The whole listing below must be printed again exactly, images excluded.

==========

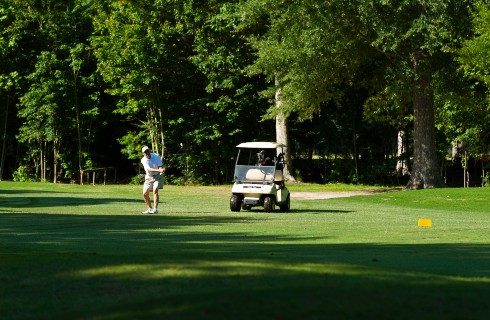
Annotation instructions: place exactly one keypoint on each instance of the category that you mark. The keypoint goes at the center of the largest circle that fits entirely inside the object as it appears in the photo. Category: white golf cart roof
(260, 145)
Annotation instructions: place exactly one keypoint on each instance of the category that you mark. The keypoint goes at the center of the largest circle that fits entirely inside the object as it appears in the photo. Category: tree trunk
(401, 163)
(282, 135)
(4, 140)
(425, 171)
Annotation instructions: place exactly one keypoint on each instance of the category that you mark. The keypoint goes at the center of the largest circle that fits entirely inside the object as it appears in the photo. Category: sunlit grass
(86, 252)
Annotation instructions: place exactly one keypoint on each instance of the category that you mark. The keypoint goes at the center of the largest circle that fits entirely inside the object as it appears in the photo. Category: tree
(326, 45)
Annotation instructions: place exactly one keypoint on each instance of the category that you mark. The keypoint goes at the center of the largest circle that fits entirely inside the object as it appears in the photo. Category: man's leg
(156, 198)
(146, 195)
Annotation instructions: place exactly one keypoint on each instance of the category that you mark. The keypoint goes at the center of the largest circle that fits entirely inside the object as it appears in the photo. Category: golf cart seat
(257, 175)
(278, 176)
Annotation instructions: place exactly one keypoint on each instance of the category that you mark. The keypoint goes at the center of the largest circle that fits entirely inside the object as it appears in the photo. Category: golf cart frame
(259, 178)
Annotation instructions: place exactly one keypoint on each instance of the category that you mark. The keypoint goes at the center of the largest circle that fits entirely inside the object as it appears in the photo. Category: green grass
(85, 252)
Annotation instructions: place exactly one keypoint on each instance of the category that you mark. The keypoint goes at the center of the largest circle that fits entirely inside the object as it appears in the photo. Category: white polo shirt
(153, 162)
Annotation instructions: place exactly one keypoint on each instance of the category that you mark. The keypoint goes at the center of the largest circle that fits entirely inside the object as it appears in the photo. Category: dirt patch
(328, 195)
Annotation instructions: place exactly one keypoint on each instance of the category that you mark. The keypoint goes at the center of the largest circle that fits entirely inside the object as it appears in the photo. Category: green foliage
(475, 54)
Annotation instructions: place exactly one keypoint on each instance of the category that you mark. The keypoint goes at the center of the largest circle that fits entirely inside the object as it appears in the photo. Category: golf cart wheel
(235, 203)
(286, 205)
(268, 204)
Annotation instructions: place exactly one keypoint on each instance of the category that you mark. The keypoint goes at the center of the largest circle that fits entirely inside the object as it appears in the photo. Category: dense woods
(379, 91)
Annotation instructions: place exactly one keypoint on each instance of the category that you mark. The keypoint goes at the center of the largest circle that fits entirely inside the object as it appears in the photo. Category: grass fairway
(86, 252)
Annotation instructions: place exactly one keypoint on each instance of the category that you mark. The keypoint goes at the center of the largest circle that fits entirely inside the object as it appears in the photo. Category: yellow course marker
(427, 223)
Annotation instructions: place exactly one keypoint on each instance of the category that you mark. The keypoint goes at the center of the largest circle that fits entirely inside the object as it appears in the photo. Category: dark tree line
(84, 84)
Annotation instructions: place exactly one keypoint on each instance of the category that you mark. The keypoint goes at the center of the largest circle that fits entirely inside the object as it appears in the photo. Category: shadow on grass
(26, 191)
(135, 267)
(59, 201)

==========

*REPLY TO THE EXERCISE*
Annotation instructions: place exactly one keypoint on each instance of the category that you mark. The keypoint goes at the center of the largest circle that fits entirely inside the object as it appears in the photo. Category: white golf cart roof
(260, 145)
Annotation instructions: place exactly one keypoint on each instance of the category that you mark. The keypoint goes at the center of the largest circle that fits entirely inside the object as it appears in the photo. Category: tree trunk
(401, 163)
(282, 135)
(4, 140)
(425, 171)
Annotation instructions: place exactly one keypoint on each instance of the category that you mark. The keypoint goes at the center of the largest circle that fits entirely inside the object as it appears in the photo. Category: sunlit grass
(86, 252)
Annotation instructions: place exactly one keypoint on each instance of the category that you mark. The keypoint goes at the center of the largest circle that fits entirely inside the object as it appears in the photo. Category: tree
(326, 45)
Annotation instructions: place exactly one keypoint on each instance of the category that you mark. The keypoint goes at the center of the largest circle that fits entirely inside the object as it appears in the photo. Category: man's leg
(156, 198)
(146, 195)
Annotation instructions: place exactly one keypoint on each instance of the category that you mark. The keypoint goes at the center of the largest circle that fits entirely inside the object as it appears in the photo. Category: golf cart seat
(257, 175)
(278, 176)
Annotation instructions: place exactly one keypoint on each instance of the category that you mark. The keypoint goes at the center of the largest circle that fits entirely inside the object as it appears in the photo. Category: golf cart frame
(259, 178)
Annotation instructions: place exactly one keypoint on each instance of the category that you mark. The keypoint goes at the center of the largest circle that fits entirely inside the object as it appears in the photo. Category: green grass
(85, 252)
Annotation instructions: place exactly one keypoint on each instance of the category that you mark. The keypoint goes at the center of the largest circle that fits entirely inside the object as it appears in the photo. Category: white polo shirt
(153, 162)
Annotation instructions: place exactly one keypoint on each instance of the category that you mark. The keypoint goes at the center of the largest circle that fits entirely inside the object as it appears in the photo. Category: dirt patch
(328, 195)
Annotation instructions: place exactly one keypoint on each instance of the category that you mark. The keypoint goes at the center of the largest circle that fits entirely inside the object as it appears in the photo. Category: green foliage
(475, 54)
Annotation instructions: place exactly one keypoint on each instance of the category that you mark. The keypoint goes at the center of the largest circle that fits entirely inside the object as it appears in the photo. Category: golf cart wheel
(235, 203)
(286, 205)
(268, 204)
Annotation instructions: place exactly one keypoint on each instance of the category that you mark. The keypoint goes at the center of the largest circle that fits entirely inside the object as it appears in the photo. Category: dense woods
(379, 91)
Annotation instructions: place exactly one keypoint on each instance of the category that you mark. The keypoint goes at the center of the largest circle that fits entirely inside the object as it appears in the photo. Category: grass fairway
(86, 252)
Annotation instructions: place exactly one keypoint on each instance of the category that you mark. The keypoint goes at the center of the largest circle that fits entirely inside the object as it appears in the photo. Category: yellow course marker
(427, 223)
Annotation instructions: place exactly one keypoint on each instance of the category that you mark. The keypoint goes at the center of the largest circle that fits entirely inside the object as it appears in the photo. Category: dark tree line
(84, 84)
Annotation instructions: place exactly one keypoint on each instance of the category that you mark. The keypoint goes at the center of the largest circle that fits entirely inside the object as it appears in the photo. Category: shadow on grass
(26, 191)
(135, 267)
(59, 201)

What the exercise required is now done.